• _Problem 1_
In the trip report, around what time did Erika leave to catch her flight?
• _Problem 2_
Please carry on the trip report from the point where it stops.

It’s trip report time again! Read all the posts in this trip report here. Onward!
Erika had to catch a morning flight and left around 4am; I have a vague recollection of waving goodbye, but aside from that, I was essentially flying solo for the day. I popped out of bed a couple hours later, prepped for the day, threw the rest of my stuff together, and said the sad goodbye to my room.
I left my bags will the checkout-specific bell services and joined what turned out to be a very long Skyliner queue. The Cast Members were claiming every Monday was like this, but I didn’t find that to be the case in January. I think Epcot opening at 8:30am in conjunction with the Studios’ 9am was compounding the problem, but what do I know.
Ultimately I don’t think I waited more than 15 or 20 minutes to board a gondola, but it was enough to throw me off schedule a bit. I myself had considered switching my Park Pass to Epcot for the morning, but when I saw the earlier opening time I decided to stick with the Studios.

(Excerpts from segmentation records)
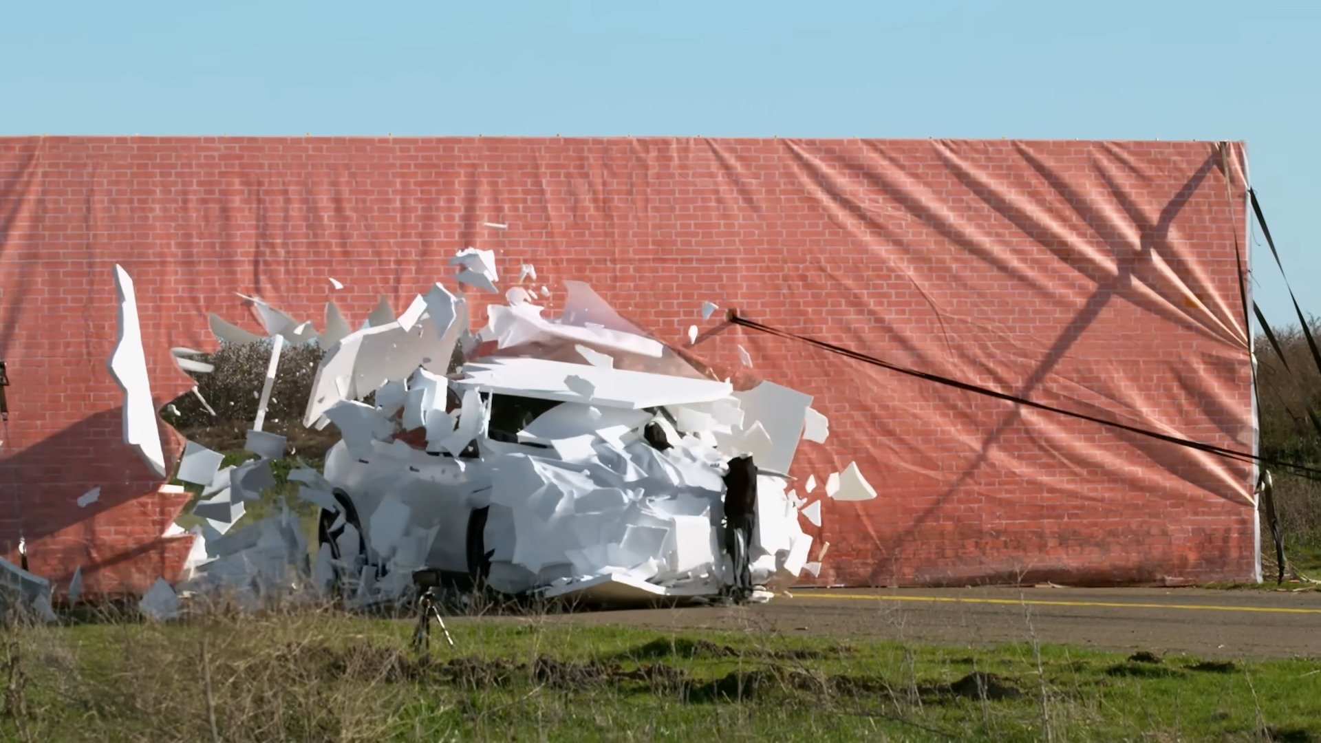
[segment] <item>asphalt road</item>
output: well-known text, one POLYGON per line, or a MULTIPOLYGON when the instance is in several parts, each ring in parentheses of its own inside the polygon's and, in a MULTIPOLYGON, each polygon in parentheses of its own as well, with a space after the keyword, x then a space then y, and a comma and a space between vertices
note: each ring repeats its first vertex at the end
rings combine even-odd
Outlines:
POLYGON ((1030 641, 1207 658, 1321 658, 1321 592, 1202 588, 812 590, 748 607, 539 621, 746 629, 955 645, 1030 641))

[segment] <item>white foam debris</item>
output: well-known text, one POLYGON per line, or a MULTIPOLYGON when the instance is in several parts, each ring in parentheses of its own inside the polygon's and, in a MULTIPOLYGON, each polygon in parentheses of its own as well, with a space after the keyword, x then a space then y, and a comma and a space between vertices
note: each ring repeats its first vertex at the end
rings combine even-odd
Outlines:
POLYGON ((137 611, 143 616, 156 621, 174 619, 178 615, 178 596, 164 578, 157 578, 156 583, 152 584, 151 590, 147 591, 147 595, 137 604, 137 611))
MULTIPOLYGON (((18 539, 18 554, 26 553, 26 542, 18 539)), ((0 611, 24 613, 41 621, 54 621, 50 607, 50 582, 0 558, 0 582, 8 588, 0 591, 0 611)))
POLYGON ((202 410, 210 414, 211 418, 215 418, 215 410, 211 409, 210 403, 206 402, 206 398, 202 397, 201 390, 198 390, 197 386, 194 385, 190 391, 193 393, 193 397, 197 398, 198 405, 202 406, 202 410))
POLYGON ((367 315, 367 328, 379 328, 382 325, 388 325, 395 321, 395 311, 390 307, 390 300, 380 296, 376 300, 376 308, 367 315))
POLYGON ((765 430, 769 443, 765 453, 757 457, 757 465, 789 472, 812 397, 774 382, 762 382, 750 390, 733 393, 733 397, 742 411, 742 427, 761 426, 765 430))
POLYGON ((876 489, 863 479, 857 463, 851 461, 843 472, 831 473, 826 494, 836 501, 869 501, 876 497, 876 489))
MULTIPOLYGON (((460 284, 495 291, 493 251, 465 249, 449 263, 460 284)), ((753 586, 765 590, 752 598, 819 571, 801 521, 820 526, 822 501, 785 488, 798 442, 808 428, 815 435, 812 398, 770 382, 736 393, 581 282, 565 282, 553 316, 532 303, 536 278, 519 264, 515 284, 526 288, 509 288, 507 304, 483 303, 487 324, 477 332, 469 295, 440 283, 399 316, 382 299, 358 331, 328 303, 304 424, 333 423, 341 440, 324 472, 289 472, 293 497, 329 524, 326 541, 309 550, 284 505, 252 524, 244 516, 247 501, 275 487, 271 461, 287 448, 255 427, 247 446, 258 460, 219 469, 210 452, 181 465, 203 484, 186 590, 223 588, 259 607, 305 588, 366 607, 412 595, 413 570, 466 574, 480 554, 487 586, 503 592, 720 595, 736 579, 724 547, 725 473, 742 455, 758 469, 748 547, 753 586)), ((277 345, 309 331, 256 307, 277 345)), ((703 319, 716 311, 704 303, 703 319)), ((688 342, 696 340, 694 325, 688 342)), ((832 494, 865 492, 855 473, 836 475, 832 494)))
POLYGON ((137 450, 153 475, 164 477, 165 452, 161 450, 156 406, 152 405, 152 387, 147 379, 147 354, 143 352, 143 331, 137 323, 137 295, 133 280, 118 264, 115 288, 119 293, 119 340, 110 356, 110 374, 124 391, 124 443, 137 450))
POLYGON ((511 287, 505 292, 505 301, 514 304, 531 304, 532 295, 523 287, 511 287))
POLYGON ((804 508, 799 513, 802 513, 803 517, 808 522, 811 522, 812 526, 820 526, 822 525, 822 502, 820 502, 820 500, 812 501, 807 508, 804 508))
POLYGON ((406 333, 412 331, 413 325, 421 320, 424 312, 427 312, 427 297, 415 296, 413 300, 408 303, 408 308, 404 309, 404 313, 399 316, 399 327, 403 328, 406 333))
POLYGON ((205 361, 198 361, 196 358, 189 358, 189 356, 197 356, 198 352, 189 348, 172 348, 170 357, 174 360, 174 365, 184 372, 192 372, 194 374, 210 374, 215 372, 214 364, 207 364, 205 361))
POLYGON ((74 568, 74 576, 69 579, 69 606, 75 606, 82 598, 82 566, 74 568))
POLYGON ((243 513, 246 510, 247 506, 244 505, 243 498, 234 497, 232 489, 230 488, 225 488, 219 493, 197 501, 197 504, 193 505, 193 516, 205 518, 210 522, 226 525, 225 528, 213 526, 221 533, 227 530, 229 525, 232 525, 239 518, 243 518, 243 513))
POLYGON ((244 331, 232 323, 223 320, 219 315, 211 312, 207 315, 211 325, 211 334, 215 340, 222 344, 229 345, 247 345, 263 341, 266 337, 259 336, 251 331, 244 331))
POLYGON ((243 448, 262 459, 281 459, 288 443, 289 439, 279 434, 252 430, 247 432, 243 448))
POLYGON ((598 350, 590 349, 585 345, 575 345, 573 350, 579 352, 579 356, 592 366, 600 366, 601 369, 614 369, 614 357, 608 353, 601 353, 598 350))
POLYGON ((271 403, 271 390, 275 387, 275 373, 280 368, 280 352, 284 349, 284 336, 275 336, 271 341, 271 361, 266 366, 266 383, 262 385, 262 397, 256 403, 256 420, 252 430, 260 431, 266 423, 266 409, 271 403))
POLYGON ((808 407, 803 419, 803 439, 824 444, 827 436, 830 436, 830 419, 808 407))
POLYGON ((349 323, 343 319, 343 315, 339 312, 339 305, 333 301, 328 301, 326 329, 317 338, 317 345, 320 345, 325 350, 329 350, 332 346, 334 346, 334 344, 343 340, 343 337, 351 332, 353 331, 349 328, 349 323))
POLYGON ((91 504, 96 502, 96 498, 99 497, 100 497, 100 485, 96 485, 95 488, 78 496, 78 508, 87 508, 91 504))
POLYGON ((495 251, 468 247, 460 250, 449 259, 450 266, 461 270, 454 276, 460 283, 477 287, 480 290, 497 293, 495 282, 499 276, 495 272, 495 251))

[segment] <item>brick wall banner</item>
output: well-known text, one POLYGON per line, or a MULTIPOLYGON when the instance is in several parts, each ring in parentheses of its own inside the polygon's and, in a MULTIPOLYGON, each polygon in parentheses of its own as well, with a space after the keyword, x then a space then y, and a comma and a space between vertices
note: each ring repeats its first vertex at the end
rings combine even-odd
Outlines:
MULTIPOLYGON (((210 350, 333 299, 361 324, 462 247, 502 276, 587 280, 662 340, 814 395, 880 497, 830 502, 822 584, 1239 580, 1252 467, 703 324, 711 300, 904 366, 1255 451, 1246 152, 1196 141, 561 137, 0 137, 0 553, 86 591, 172 578, 161 492, 122 440, 114 266, 136 284, 157 406, 210 350), (1226 172, 1227 169, 1227 172, 1226 172), (509 229, 485 227, 485 222, 509 229), (1236 247, 1243 253, 1236 258, 1236 247), (1239 264, 1238 260, 1243 263, 1239 264), (334 291, 328 282, 343 283, 334 291), (87 508, 78 496, 102 496, 87 508)), ((491 297, 482 297, 485 303, 491 297)), ((494 297, 498 300, 498 297, 494 297)), ((485 307, 473 311, 485 323, 485 307)), ((168 464, 181 448, 161 423, 168 464)), ((816 494, 820 494, 818 490, 816 494)), ((814 546, 812 554, 816 554, 814 546)))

• _Response 1_
Around 4am.

• _Response 2_
Unfortunately, with the Skyliner backup by the time I actually got there it was already halfway through Early Entry and the Rise of the Resistance wait was nearly 2 hours. I walked back to Batuu first anyway, just in case this estimate was inflated, but upon viewing the filled queue I assessed it as fairly accurate.
Ah well. That’s the gift of being a regular, you know; you can simply skip things with a sigh instead of a full-on cry.
Instead I marched into the Smugglers Run single riders’ line, which A: has two sides, which probably means you can bypass a lot of line by flying solo; and B: skips the preshow entirely. Was the Hondo animatronic working this morning? Who knows? Not me!
Another minor issue with the single rider line here is that, almost inevitably, you’re going to end up at the back in the engineering position. As I’ve noted before, this is my least favorite job on the Millennium Falcon, as it requires the user to split their attention between the controls on the side and the action in front.
This time around, I thought I’d be clever: when the CMs instructed us to hit our activation buttons, I… didn’t. I figured I’d just watch the show and let the AI take care of the rest. But my clever plan went awry: when Hondo called for the engineers, nothing happened. Indeed, he prompted me a second time, and I reluctantly flicked my eyes to the side and pushed the lit button.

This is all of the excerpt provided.